_Task to complete:_ Copy only what runs from the line containing "Note: pick out each instance of the person's" through the end of the material below, line for line, with both ends included.

_Records shown:_

******************************

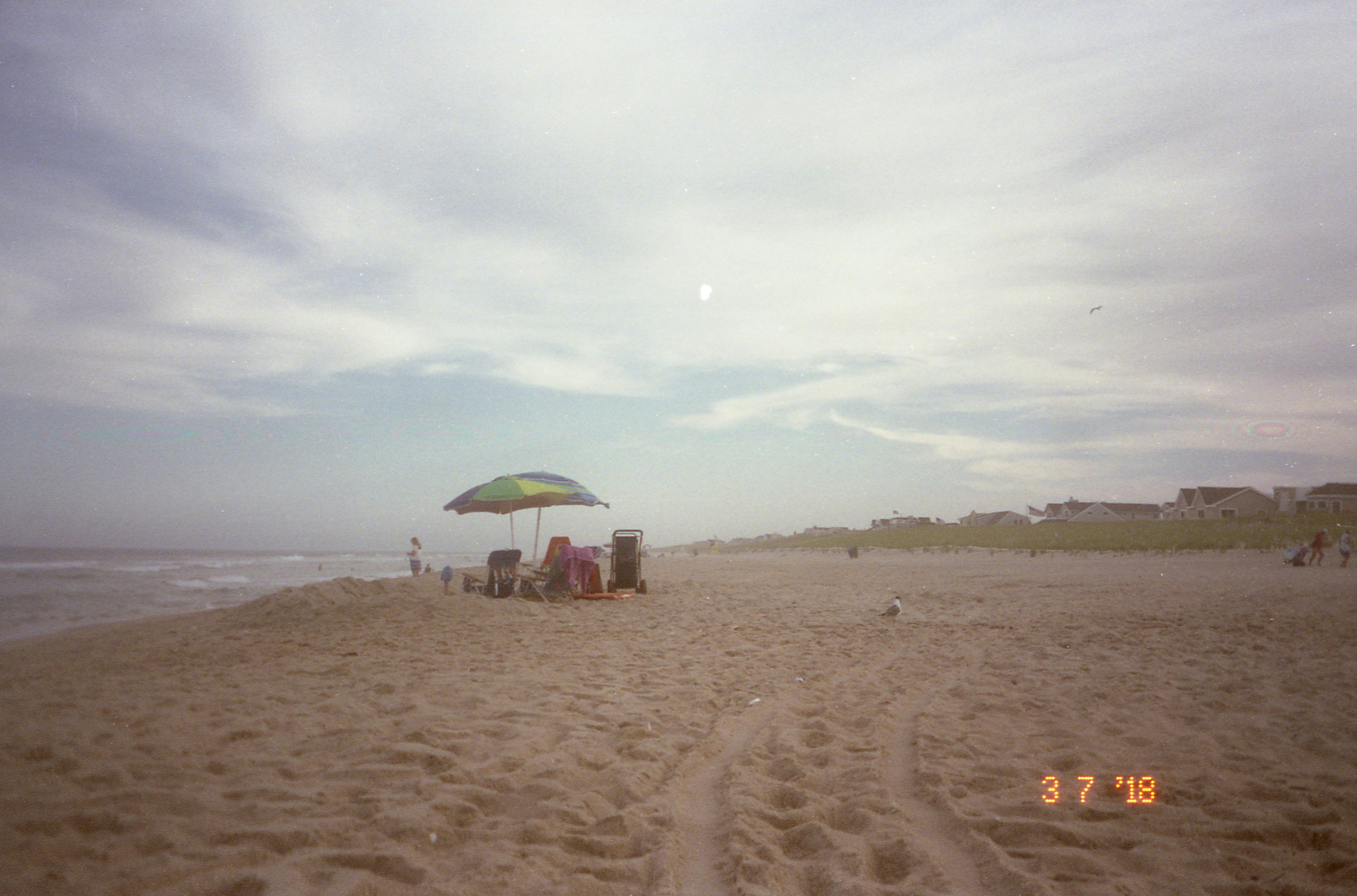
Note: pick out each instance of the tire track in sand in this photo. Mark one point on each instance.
(699, 861)
(968, 868)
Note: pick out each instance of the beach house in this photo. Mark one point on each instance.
(902, 521)
(1100, 512)
(1333, 497)
(1001, 518)
(1214, 503)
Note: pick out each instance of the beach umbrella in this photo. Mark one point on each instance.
(520, 492)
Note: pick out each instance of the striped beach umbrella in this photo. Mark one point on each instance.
(520, 492)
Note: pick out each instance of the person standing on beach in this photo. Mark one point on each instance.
(1317, 549)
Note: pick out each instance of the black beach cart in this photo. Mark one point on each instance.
(625, 568)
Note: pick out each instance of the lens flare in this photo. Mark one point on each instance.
(145, 435)
(1268, 429)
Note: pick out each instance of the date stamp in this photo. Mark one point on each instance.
(1138, 789)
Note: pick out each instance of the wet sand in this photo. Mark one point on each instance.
(754, 727)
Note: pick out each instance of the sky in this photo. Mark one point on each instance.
(294, 276)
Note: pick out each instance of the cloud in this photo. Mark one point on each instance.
(918, 215)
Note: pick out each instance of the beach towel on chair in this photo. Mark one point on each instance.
(579, 564)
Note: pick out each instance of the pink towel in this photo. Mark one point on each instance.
(577, 563)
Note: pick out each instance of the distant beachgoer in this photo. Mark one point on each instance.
(416, 564)
(1317, 549)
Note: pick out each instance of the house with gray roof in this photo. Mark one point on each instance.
(1333, 497)
(1100, 512)
(1219, 503)
(1001, 518)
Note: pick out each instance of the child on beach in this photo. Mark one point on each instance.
(1317, 549)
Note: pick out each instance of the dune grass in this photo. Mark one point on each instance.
(1264, 534)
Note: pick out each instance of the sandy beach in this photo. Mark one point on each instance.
(754, 727)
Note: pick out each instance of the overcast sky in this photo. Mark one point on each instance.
(294, 279)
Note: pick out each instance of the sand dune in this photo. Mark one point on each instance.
(752, 728)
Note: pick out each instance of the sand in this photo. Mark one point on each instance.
(755, 727)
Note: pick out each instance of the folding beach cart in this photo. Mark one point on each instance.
(625, 568)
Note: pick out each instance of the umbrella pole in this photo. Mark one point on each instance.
(537, 536)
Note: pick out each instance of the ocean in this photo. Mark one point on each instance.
(52, 590)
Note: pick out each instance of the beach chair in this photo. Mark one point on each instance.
(625, 568)
(501, 576)
(549, 583)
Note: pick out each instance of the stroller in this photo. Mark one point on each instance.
(625, 567)
(501, 576)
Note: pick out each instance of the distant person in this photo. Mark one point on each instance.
(416, 564)
(1317, 549)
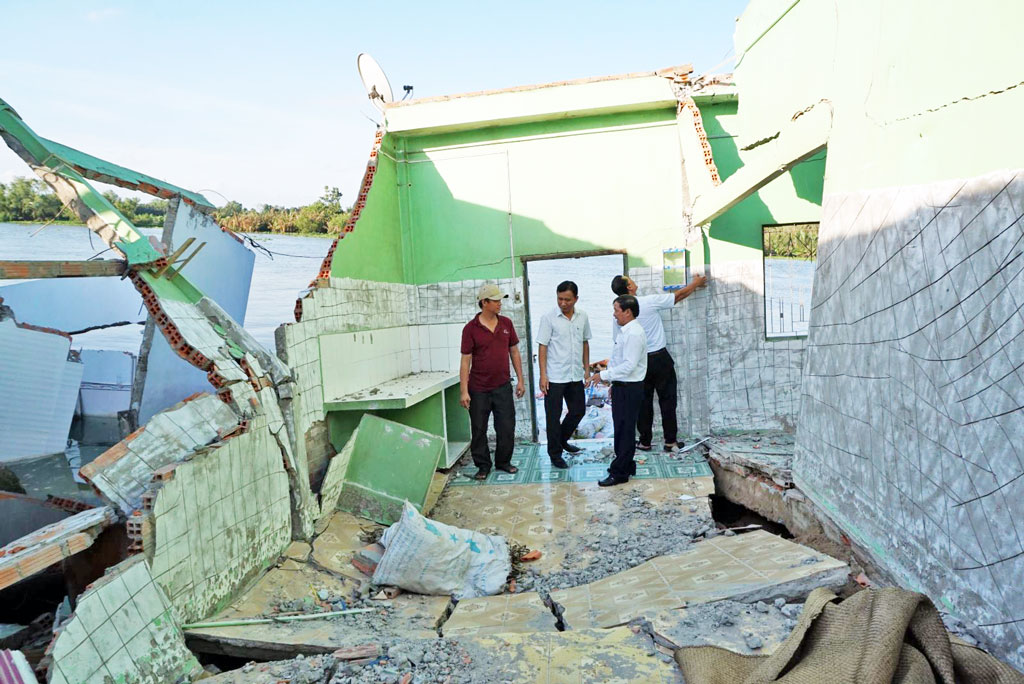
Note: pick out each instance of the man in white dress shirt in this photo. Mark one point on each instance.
(660, 368)
(626, 372)
(563, 356)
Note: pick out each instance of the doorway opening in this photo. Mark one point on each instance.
(592, 272)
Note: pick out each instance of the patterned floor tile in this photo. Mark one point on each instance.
(535, 467)
(753, 564)
(503, 613)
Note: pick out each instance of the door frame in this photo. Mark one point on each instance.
(525, 259)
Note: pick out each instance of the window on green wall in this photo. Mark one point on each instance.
(791, 253)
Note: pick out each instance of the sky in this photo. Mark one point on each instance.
(261, 102)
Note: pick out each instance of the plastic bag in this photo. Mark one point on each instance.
(428, 557)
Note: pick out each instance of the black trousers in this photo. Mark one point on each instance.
(558, 434)
(626, 400)
(660, 378)
(481, 404)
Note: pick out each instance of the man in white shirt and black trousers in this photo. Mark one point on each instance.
(660, 369)
(563, 356)
(626, 372)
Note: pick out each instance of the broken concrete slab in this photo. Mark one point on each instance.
(123, 629)
(334, 481)
(579, 655)
(315, 670)
(300, 586)
(500, 614)
(51, 544)
(124, 471)
(390, 464)
(298, 551)
(334, 547)
(732, 625)
(605, 655)
(764, 454)
(217, 520)
(752, 566)
(14, 669)
(585, 532)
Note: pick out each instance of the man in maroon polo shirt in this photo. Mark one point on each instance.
(488, 341)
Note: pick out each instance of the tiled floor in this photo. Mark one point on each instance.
(408, 615)
(745, 565)
(584, 655)
(551, 516)
(502, 613)
(535, 466)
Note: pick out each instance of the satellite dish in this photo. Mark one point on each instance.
(378, 89)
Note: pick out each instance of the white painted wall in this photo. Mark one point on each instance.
(107, 380)
(40, 389)
(74, 303)
(223, 271)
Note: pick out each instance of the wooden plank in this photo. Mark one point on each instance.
(27, 269)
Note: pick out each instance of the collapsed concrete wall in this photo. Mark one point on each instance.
(122, 631)
(217, 520)
(909, 429)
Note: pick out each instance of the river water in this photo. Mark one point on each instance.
(278, 279)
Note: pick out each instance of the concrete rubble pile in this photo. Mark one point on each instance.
(309, 513)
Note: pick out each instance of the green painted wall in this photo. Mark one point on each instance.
(609, 181)
(443, 211)
(426, 416)
(932, 79)
(793, 198)
(374, 251)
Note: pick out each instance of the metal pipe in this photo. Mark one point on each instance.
(268, 621)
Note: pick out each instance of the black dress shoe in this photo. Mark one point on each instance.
(558, 462)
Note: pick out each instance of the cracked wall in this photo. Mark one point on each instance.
(218, 519)
(910, 425)
(910, 414)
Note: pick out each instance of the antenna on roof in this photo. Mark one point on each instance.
(378, 88)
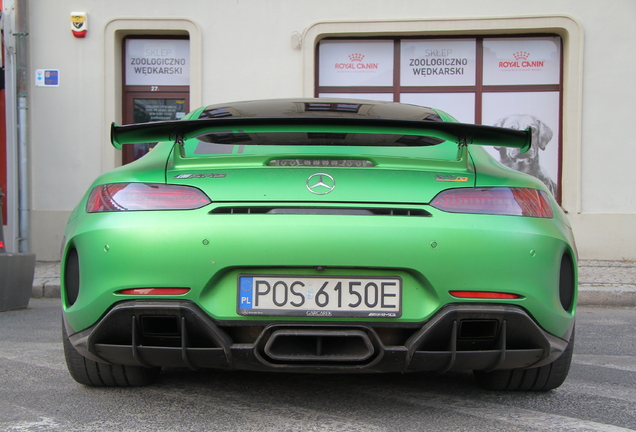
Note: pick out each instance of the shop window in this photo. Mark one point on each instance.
(156, 84)
(505, 81)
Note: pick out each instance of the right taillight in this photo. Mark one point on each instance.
(495, 201)
(144, 196)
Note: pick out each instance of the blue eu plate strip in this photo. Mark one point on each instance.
(246, 285)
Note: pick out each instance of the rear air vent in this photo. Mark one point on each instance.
(358, 211)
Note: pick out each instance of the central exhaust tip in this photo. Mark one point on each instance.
(301, 345)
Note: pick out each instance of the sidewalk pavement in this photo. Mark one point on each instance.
(601, 283)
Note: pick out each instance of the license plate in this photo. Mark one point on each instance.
(310, 296)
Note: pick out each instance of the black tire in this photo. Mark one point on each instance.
(92, 373)
(543, 378)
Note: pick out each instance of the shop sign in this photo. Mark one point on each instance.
(439, 62)
(157, 62)
(357, 63)
(522, 61)
(47, 78)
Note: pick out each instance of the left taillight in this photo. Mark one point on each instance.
(144, 196)
(495, 201)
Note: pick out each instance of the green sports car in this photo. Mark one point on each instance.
(319, 235)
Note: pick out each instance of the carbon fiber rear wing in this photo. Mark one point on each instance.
(179, 131)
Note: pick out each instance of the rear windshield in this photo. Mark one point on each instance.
(274, 143)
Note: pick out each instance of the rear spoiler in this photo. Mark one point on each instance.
(180, 130)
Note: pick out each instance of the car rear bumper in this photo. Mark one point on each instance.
(179, 334)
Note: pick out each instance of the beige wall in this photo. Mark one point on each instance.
(244, 50)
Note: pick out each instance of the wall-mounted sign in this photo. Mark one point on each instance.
(356, 63)
(47, 78)
(157, 62)
(522, 61)
(439, 62)
(79, 24)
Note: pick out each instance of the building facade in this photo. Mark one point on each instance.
(560, 67)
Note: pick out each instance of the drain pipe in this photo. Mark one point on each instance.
(23, 156)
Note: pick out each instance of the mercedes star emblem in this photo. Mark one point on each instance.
(320, 183)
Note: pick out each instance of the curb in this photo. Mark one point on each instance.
(601, 283)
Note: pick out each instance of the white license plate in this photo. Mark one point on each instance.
(309, 296)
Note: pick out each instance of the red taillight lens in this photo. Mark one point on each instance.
(495, 201)
(155, 291)
(484, 295)
(144, 196)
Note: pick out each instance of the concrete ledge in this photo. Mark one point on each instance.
(16, 279)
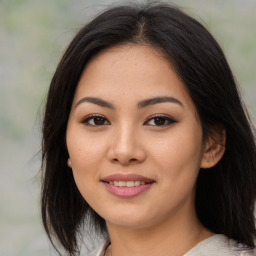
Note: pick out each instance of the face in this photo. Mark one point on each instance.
(134, 138)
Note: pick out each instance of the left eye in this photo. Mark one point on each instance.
(95, 120)
(160, 121)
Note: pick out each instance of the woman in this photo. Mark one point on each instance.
(145, 138)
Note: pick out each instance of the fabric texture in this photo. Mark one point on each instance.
(217, 245)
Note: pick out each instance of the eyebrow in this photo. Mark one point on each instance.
(141, 104)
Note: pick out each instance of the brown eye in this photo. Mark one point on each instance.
(96, 121)
(160, 121)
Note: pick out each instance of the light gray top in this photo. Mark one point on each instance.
(217, 245)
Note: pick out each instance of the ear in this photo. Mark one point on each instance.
(214, 147)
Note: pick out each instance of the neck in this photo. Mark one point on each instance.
(174, 237)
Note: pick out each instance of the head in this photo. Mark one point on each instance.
(224, 185)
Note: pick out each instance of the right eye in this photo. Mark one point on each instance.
(95, 120)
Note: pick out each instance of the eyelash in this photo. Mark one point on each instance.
(163, 117)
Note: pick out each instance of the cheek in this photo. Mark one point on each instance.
(178, 156)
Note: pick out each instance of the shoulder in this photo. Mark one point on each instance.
(100, 250)
(219, 245)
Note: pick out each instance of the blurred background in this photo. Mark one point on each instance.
(33, 36)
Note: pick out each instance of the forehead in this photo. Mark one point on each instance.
(130, 72)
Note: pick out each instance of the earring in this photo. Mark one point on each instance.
(69, 162)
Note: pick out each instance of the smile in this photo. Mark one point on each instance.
(127, 185)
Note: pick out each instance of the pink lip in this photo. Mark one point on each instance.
(126, 177)
(127, 192)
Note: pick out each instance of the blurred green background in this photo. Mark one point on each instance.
(33, 36)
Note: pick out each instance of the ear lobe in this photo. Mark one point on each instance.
(214, 148)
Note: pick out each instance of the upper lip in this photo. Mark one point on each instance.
(127, 177)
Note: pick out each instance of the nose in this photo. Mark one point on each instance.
(126, 147)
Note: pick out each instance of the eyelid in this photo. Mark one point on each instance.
(91, 116)
(167, 117)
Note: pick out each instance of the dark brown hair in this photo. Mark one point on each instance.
(226, 193)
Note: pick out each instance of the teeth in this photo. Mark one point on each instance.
(127, 183)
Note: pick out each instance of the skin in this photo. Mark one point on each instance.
(128, 140)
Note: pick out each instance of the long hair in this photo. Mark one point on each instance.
(225, 193)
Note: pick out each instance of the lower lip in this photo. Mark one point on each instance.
(127, 192)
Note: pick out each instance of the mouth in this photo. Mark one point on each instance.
(127, 185)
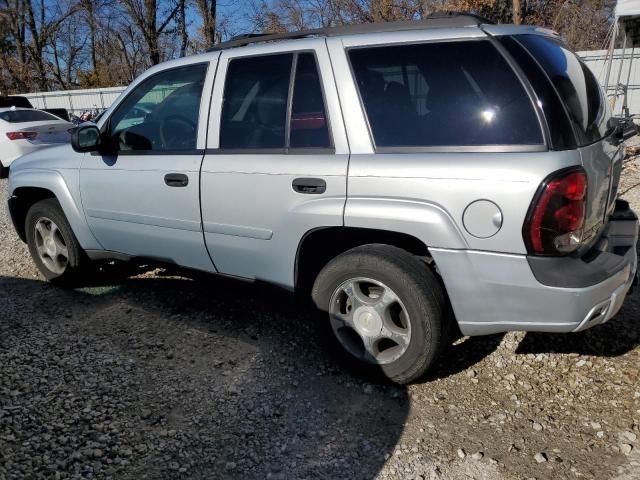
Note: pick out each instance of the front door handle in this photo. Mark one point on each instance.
(309, 185)
(176, 179)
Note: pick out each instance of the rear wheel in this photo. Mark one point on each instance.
(386, 311)
(52, 244)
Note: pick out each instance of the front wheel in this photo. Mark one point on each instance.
(386, 311)
(52, 244)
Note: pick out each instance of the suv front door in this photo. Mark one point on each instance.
(276, 160)
(142, 197)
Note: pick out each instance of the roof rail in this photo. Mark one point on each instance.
(435, 20)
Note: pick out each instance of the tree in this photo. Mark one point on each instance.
(144, 14)
(207, 10)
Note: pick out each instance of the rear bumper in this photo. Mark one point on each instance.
(493, 292)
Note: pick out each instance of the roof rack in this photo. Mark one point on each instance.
(435, 20)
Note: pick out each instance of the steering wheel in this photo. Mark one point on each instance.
(173, 130)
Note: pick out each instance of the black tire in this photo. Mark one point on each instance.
(77, 259)
(420, 292)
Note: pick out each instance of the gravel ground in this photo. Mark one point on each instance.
(160, 375)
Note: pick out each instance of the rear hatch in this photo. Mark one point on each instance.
(587, 110)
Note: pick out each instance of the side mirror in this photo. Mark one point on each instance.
(85, 138)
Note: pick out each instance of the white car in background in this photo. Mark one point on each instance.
(23, 130)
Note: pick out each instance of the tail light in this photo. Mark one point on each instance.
(22, 135)
(556, 217)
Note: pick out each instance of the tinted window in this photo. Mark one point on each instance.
(560, 129)
(574, 83)
(162, 112)
(254, 109)
(454, 93)
(308, 117)
(21, 116)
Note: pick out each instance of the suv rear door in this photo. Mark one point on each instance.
(276, 160)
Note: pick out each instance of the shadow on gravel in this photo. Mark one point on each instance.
(172, 377)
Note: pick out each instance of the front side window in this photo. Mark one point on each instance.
(443, 94)
(576, 85)
(161, 114)
(257, 112)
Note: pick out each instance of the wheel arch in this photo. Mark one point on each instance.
(30, 186)
(318, 246)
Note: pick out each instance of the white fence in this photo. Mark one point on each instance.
(630, 73)
(78, 101)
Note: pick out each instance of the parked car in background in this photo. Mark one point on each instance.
(392, 172)
(23, 130)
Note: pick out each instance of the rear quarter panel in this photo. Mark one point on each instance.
(426, 194)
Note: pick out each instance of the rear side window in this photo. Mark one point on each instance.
(443, 94)
(254, 110)
(21, 116)
(308, 116)
(257, 112)
(560, 129)
(576, 85)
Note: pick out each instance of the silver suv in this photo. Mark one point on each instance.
(413, 178)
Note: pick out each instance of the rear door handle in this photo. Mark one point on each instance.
(309, 185)
(176, 179)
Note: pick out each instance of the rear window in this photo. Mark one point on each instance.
(21, 116)
(576, 85)
(443, 94)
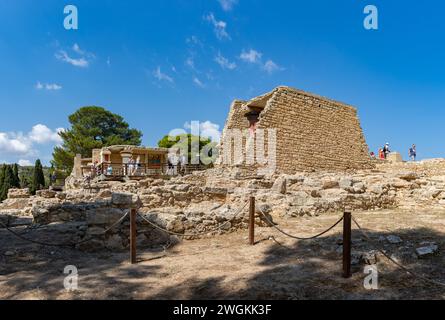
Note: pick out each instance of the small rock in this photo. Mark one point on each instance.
(427, 250)
(394, 239)
(345, 183)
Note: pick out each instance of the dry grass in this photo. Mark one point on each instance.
(225, 267)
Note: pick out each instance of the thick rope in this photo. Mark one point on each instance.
(18, 235)
(194, 234)
(295, 237)
(416, 275)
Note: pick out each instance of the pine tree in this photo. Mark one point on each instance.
(38, 181)
(7, 182)
(16, 176)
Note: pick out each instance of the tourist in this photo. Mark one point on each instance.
(130, 166)
(137, 165)
(386, 150)
(413, 153)
(381, 154)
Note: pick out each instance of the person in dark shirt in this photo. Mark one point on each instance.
(413, 153)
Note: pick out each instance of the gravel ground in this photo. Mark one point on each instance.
(225, 267)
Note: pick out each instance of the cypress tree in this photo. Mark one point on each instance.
(16, 176)
(38, 181)
(2, 179)
(7, 182)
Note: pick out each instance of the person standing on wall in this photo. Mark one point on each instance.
(413, 153)
(386, 150)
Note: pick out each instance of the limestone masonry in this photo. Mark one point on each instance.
(312, 132)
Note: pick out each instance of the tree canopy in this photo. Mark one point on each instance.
(92, 127)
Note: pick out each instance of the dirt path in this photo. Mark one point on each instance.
(226, 267)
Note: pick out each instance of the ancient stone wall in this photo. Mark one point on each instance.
(312, 132)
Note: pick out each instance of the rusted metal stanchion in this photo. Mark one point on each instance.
(347, 244)
(252, 221)
(133, 235)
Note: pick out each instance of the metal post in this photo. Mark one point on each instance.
(252, 221)
(347, 244)
(133, 236)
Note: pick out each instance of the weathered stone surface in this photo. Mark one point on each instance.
(427, 250)
(394, 239)
(105, 216)
(280, 185)
(125, 200)
(18, 193)
(47, 194)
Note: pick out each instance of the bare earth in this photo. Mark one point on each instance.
(225, 267)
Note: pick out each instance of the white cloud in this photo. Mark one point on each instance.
(11, 143)
(224, 62)
(25, 163)
(48, 86)
(271, 66)
(218, 26)
(227, 5)
(42, 134)
(77, 49)
(251, 56)
(190, 62)
(206, 129)
(162, 76)
(198, 82)
(83, 61)
(255, 57)
(80, 62)
(193, 40)
(17, 143)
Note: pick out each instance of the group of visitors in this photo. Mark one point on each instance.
(133, 166)
(385, 151)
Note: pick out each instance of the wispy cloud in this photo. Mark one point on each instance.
(80, 62)
(219, 27)
(198, 82)
(17, 143)
(271, 67)
(162, 76)
(255, 57)
(206, 129)
(251, 56)
(190, 62)
(224, 62)
(227, 5)
(48, 86)
(24, 163)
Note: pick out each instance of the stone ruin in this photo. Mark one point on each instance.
(312, 132)
(309, 183)
(204, 201)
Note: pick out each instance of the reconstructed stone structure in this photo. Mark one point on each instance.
(312, 132)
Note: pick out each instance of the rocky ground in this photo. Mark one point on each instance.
(402, 206)
(225, 266)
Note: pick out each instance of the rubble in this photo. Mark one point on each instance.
(208, 201)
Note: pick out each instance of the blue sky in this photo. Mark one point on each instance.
(163, 63)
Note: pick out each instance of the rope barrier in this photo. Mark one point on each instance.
(295, 237)
(63, 245)
(416, 275)
(194, 234)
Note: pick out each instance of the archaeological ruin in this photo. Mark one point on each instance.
(312, 133)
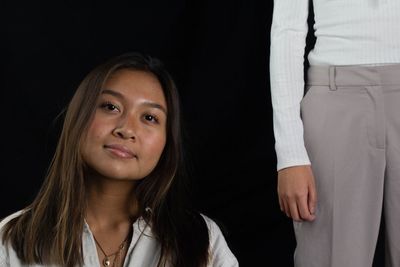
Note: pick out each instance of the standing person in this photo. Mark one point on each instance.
(112, 196)
(338, 147)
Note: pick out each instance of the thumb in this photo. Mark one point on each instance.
(312, 198)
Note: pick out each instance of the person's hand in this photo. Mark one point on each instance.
(297, 193)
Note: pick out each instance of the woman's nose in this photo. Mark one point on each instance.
(126, 129)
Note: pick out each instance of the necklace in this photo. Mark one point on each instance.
(107, 258)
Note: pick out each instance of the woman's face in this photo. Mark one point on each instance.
(128, 133)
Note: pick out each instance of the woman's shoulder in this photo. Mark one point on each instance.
(221, 255)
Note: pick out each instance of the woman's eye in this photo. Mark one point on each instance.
(151, 118)
(109, 106)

******************************

_Answer to this task:_
Note: pick out each instance of the person's hand in this photo. Mark one point on each instance.
(297, 193)
Note: pick out each instance of the woman's nose in this photo. Mark one point on each instance.
(126, 129)
Note: pick out each instance of the necklace in this photo. Mark one point on each instance.
(107, 258)
Note: pick out each instance of the woman's face in this photo. Mark one point on each instance.
(128, 133)
Note: pick out each instance of the woman's shoulder in this photo. Mark one point on each instance.
(221, 255)
Note: pick out each instance of the woman's eye in this photo. Mark one point on each instance.
(151, 118)
(109, 106)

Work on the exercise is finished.